Lesbian Pulp Fiction: The Beebo Brinker Chronicles
Ann Bannon, dubbed the “Queen of Lesbian Pulp Fiction,” began writing her first novel at twenty-two, a newlywed suburban homemaker fresh out of college. Two years later the book, Odd Girl Out, was published by Gold Medal Press. It became the second best selling paperback of 1957, a fact unknown to the author until thirty years later. At a time when what was considered respectable fiction would only appear in hardcover, Gold Medal mass produced mainstream romances, westerns, detective stories, westerns, sci-fi and lesbian fiction. The Beebo Brinker Chronicles, an adaptation of three books by Ann Bannon, premieres September 27th at the 4th Street Theatre in Manhattan. I began the interview by asking co-writers Linda S. Chapman and Kate Moira Ryan where they met (and hereafter I will disappear).
Linda S. Chapman: Kate was still a grad student at Columbia.
Kate Moira Ryan: Twenty-two, twenty-three.
Chapman: Yeah, what year would that have been?
Ryan: ’89? ’90?
Chapman: Kate was the baby literary manager for a burgeoning new gay and lesbian theatre company called the Three Dollar Bill. And I was asked by the artistic director Nick Deutch to direct the lesbian play for their first season. They wanted to do a gay male play and a lesbian play. And originally it was supposed to be Holly Hughes’ Well of Horniness, a revival of her WOW play. And Holly pulled it for whatever reason. And looking for the lesbian play, Kate had this wonderful play called Rescuing Marilyn. We ended up not getting a full production. Of course the boys got their full production. We had a staged reading and we were in the space the Atlantic Theater uses now. So we did our staged reading of Rescuing Marilyn and that was the beginning of a long, beautiful relationship between the two of us.
Ryan: This project came about ’cause, I think we were seventeen years into our relationship, and I said, “Why don’t we go out and celebrate our friendship?” We were at Dartmouth—[New York Theatre Workshop summer retreat]
Chapman: Yeah, it was about four years ago, so it was about thirteen years at that point, I think.
Ryan: And I said, “Why don’t we go out and have a couple of martinis?” We’d finished Cavedweller or it was about to be done or something, and I said, “Let’s find something we can work on together.” And I mentioned something about these Ann Bannon books –
Chapman: We were already thinking about lesbian classics. We looked at a couple of things; we looked at Rubyfruit Jungle. But the Beebo thing seemed to be where we should start.

================================

**PROBLEM 1:**
In the Beebo Brinker interview, which press published Odd Girl Out?
**PROBLEM 2:**
Based on the Beebo Brinker interview, mark each statement yes or no and quote the words that decide it: (a) Ann Bannon began writing her first novel at thirty. (b) Odd Girl Out became the second best selling paperback of 1957. (c) Rescuing Marilyn got a full production from the Three Dollar Bill.
**PROBLEM 3:**
Return the Beebo Brinker interview word for word between "Ryan: This project" and "we should start.", inclusive.

================================

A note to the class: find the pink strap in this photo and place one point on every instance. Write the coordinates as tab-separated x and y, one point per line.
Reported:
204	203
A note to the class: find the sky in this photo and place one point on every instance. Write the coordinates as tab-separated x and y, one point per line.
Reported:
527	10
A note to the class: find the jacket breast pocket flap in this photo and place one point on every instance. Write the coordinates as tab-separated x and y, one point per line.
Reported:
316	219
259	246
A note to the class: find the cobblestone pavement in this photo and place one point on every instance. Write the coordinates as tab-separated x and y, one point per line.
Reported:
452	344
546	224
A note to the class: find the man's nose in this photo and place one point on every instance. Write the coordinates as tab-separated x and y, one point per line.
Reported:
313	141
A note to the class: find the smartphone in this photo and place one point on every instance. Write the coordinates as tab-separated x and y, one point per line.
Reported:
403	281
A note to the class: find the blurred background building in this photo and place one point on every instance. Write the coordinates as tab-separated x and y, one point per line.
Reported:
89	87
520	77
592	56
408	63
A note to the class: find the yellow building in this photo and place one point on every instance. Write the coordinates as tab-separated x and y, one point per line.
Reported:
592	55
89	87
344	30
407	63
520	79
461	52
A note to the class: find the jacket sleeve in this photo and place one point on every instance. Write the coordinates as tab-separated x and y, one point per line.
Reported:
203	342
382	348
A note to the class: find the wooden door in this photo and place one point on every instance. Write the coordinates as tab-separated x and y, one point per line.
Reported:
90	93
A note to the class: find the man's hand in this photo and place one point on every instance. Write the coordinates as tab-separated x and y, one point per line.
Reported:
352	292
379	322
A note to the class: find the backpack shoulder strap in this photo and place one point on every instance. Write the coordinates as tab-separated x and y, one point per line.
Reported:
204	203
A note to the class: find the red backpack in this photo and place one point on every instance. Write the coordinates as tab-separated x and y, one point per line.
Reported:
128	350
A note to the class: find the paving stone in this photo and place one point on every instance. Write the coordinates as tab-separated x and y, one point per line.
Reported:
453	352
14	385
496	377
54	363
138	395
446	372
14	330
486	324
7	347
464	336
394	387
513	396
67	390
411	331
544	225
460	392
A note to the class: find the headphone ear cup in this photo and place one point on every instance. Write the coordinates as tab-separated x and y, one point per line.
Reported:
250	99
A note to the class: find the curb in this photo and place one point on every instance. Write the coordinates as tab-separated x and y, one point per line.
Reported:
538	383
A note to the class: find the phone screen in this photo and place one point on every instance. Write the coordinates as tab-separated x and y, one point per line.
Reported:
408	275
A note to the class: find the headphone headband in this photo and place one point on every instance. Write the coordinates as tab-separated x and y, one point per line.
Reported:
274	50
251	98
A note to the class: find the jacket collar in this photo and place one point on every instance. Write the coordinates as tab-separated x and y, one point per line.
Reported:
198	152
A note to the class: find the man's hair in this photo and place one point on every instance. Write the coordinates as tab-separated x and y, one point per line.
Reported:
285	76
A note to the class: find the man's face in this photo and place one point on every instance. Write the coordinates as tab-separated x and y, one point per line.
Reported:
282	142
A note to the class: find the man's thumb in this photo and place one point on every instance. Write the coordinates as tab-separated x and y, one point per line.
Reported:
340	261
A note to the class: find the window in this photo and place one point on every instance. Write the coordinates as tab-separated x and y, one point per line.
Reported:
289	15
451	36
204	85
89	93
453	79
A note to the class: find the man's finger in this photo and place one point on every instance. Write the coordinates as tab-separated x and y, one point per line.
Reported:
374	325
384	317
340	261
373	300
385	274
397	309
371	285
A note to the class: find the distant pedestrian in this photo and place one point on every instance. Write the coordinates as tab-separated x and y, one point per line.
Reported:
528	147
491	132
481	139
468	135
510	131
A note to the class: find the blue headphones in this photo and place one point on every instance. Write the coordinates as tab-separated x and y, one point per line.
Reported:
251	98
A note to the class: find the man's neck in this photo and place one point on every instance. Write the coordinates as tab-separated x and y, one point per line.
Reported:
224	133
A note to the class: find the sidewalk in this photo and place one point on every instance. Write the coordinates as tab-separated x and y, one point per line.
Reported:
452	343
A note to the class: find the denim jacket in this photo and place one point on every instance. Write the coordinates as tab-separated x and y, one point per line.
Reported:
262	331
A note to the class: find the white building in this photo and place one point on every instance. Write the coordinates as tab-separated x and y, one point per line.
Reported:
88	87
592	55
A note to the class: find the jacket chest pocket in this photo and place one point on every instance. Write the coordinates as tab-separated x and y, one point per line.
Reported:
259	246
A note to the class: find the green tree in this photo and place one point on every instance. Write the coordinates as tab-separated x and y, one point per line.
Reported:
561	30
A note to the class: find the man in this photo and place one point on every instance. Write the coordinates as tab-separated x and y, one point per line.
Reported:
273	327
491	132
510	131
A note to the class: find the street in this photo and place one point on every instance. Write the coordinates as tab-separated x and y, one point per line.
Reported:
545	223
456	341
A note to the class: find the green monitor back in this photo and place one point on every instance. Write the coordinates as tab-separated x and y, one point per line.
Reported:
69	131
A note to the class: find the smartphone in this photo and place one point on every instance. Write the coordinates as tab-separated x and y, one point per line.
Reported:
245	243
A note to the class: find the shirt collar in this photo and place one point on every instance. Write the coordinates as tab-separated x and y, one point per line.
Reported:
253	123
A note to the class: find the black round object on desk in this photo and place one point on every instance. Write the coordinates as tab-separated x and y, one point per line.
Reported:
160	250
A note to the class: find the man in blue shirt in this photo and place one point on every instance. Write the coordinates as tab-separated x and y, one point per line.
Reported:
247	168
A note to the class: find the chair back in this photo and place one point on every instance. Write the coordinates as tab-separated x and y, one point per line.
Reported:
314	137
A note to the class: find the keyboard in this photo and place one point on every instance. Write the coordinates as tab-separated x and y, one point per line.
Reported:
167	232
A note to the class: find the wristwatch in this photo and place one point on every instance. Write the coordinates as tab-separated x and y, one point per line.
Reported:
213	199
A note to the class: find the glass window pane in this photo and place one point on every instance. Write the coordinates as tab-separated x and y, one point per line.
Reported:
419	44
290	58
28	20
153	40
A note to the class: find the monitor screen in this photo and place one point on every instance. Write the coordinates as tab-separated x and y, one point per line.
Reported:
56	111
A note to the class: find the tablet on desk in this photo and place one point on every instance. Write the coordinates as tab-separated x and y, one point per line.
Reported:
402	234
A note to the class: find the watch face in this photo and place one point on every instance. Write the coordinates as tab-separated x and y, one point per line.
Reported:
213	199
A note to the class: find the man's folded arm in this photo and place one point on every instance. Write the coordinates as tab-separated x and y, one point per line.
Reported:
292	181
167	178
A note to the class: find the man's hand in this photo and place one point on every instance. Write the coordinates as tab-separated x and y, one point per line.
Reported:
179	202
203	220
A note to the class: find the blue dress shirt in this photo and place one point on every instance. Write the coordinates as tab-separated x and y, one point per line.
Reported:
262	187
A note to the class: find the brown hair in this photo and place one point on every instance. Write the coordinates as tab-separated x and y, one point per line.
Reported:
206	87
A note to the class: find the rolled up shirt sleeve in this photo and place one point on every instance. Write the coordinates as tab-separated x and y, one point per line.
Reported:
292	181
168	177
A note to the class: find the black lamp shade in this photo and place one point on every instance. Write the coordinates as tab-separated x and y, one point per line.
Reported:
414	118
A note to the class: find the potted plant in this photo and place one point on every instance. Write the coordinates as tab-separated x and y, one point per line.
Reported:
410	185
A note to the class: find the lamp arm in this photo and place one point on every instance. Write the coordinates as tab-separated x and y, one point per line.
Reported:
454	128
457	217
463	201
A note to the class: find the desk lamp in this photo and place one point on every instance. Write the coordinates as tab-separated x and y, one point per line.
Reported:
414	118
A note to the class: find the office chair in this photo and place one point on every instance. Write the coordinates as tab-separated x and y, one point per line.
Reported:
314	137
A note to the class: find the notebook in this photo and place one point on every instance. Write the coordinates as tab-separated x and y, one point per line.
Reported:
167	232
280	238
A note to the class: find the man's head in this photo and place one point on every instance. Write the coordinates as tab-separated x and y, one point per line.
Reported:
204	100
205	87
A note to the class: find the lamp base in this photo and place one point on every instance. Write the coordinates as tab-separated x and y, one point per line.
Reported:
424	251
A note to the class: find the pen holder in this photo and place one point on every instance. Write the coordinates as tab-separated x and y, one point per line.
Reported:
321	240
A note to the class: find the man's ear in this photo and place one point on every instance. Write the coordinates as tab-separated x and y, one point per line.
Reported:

================================

**ANSWER 1:**
Gold Medal Press.

**ANSWER 2:**
(a) No: "began writing her first novel at twenty-two"
(b) Yes: "It became the second best selling paperback of 1957"
(c) No: "We ended up not getting a full production."

**ANSWER 3:**
Ryan: This project came about ’cause, I think we were seventeen years into our relationship, and I said, “Why don’t we go out and celebrate our friendship?” We were at Dartmouth—[New York Theatre Workshop summer retreat]
Chapman: Yeah, it was about four years ago, so it was about thirteen years at that point, I think.
Ryan: And I said, “Why don’t we go out and have a couple of martinis?” We’d finished Cavedweller or it was about to be done or something, and I said, “Let’s find something we can work on together.” And I mentioned something about these Ann Bannon books –
Chapman: We were already thinking about lesbian classics. We looked at a couple of things; we looked at Rubyfruit Jungle. But the Beebo thing seemed to be where we should start.